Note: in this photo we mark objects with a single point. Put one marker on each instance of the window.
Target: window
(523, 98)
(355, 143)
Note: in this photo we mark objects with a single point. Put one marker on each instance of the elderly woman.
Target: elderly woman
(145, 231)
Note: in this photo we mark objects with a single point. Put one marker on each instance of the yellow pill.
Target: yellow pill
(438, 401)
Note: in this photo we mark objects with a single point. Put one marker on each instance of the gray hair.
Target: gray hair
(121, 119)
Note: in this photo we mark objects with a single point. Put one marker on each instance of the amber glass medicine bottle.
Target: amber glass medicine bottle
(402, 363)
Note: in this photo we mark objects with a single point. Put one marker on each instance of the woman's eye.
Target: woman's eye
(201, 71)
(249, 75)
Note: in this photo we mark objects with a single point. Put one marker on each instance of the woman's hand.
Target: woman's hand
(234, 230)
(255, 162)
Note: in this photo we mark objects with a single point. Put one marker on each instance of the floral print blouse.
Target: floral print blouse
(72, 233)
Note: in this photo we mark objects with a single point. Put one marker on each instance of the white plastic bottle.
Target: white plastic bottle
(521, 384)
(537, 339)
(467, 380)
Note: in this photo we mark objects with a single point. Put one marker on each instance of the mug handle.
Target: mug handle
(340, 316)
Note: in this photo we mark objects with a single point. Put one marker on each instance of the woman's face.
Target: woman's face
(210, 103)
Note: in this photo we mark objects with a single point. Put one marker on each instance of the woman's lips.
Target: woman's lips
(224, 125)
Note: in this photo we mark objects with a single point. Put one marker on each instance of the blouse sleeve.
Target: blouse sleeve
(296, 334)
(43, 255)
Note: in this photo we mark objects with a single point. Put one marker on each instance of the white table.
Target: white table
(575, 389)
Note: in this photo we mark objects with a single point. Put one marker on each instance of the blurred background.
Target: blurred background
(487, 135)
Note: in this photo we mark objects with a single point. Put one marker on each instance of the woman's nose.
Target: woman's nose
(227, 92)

→ Problem to work on
Look above for the line with "Target: floral print blouse" and the line with "the blurred background.". Retype those two lines and every line between them exactly, adding nothing.

→ Output of the task
Target: floral print blouse
(72, 233)
Note: in this photo we mark objects with a single point. Put one marker on each instance of the white plastic bottle.
Target: white plastic bottle
(521, 384)
(537, 339)
(467, 380)
Note: in this photo we mark objects with a single point. Put one marker on each instance of the mug handle.
Target: mug handle
(340, 316)
Note: in this photo we mark objects with a single point. Put one marker on each instance of the woman's face.
Target: woman's face
(210, 103)
Note: in this photo we mark objects with a single point. Put one marker on each instance of the woman's lips.
Target: woman's lips
(224, 125)
Note: in this photo we mark objects with a single point. Put one marker on each instance of the blouse sleeve.
Target: blouse sleeve
(296, 334)
(43, 255)
Note: in this photo we mark objects with a single point. Put one marker on each instance of the white table.
Target: white table
(575, 389)
Note: in this photo we mark objects with a single point. Put one marker on each instance of the blurred background.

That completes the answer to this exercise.